## TO BE DONE:
Count the rows below that contain the word "white", and reply with that number only.

## PROVIDED INFORMATION:
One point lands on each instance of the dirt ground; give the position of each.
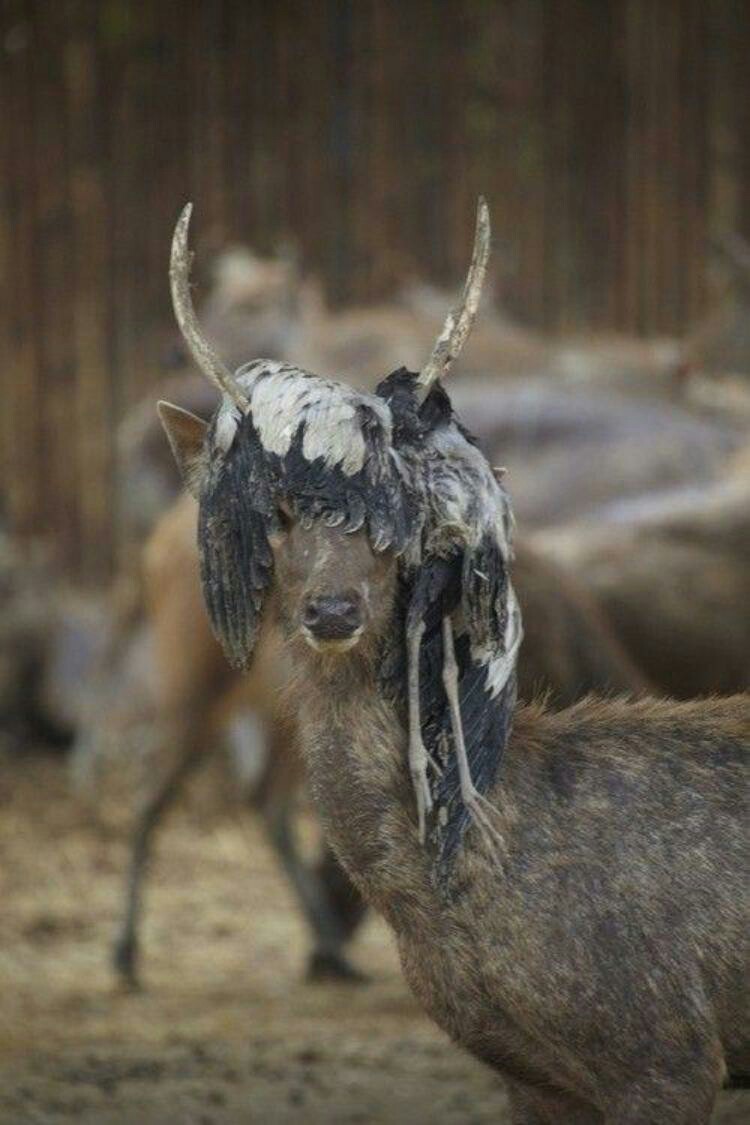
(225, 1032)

--

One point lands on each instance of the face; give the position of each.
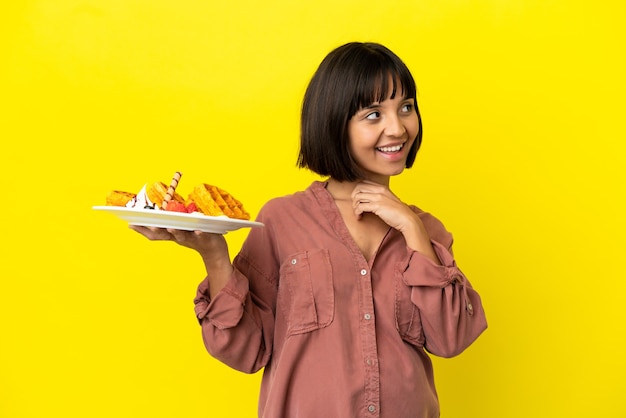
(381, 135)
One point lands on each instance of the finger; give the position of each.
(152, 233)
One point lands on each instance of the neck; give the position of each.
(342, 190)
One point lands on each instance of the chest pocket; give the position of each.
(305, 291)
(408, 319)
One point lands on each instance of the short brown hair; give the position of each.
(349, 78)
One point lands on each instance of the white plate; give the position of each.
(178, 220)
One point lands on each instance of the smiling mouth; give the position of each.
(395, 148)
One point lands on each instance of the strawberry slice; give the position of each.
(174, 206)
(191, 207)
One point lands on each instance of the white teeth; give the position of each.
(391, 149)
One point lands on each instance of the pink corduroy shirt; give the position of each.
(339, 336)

## OUTPUT FOR THIS TASK:
2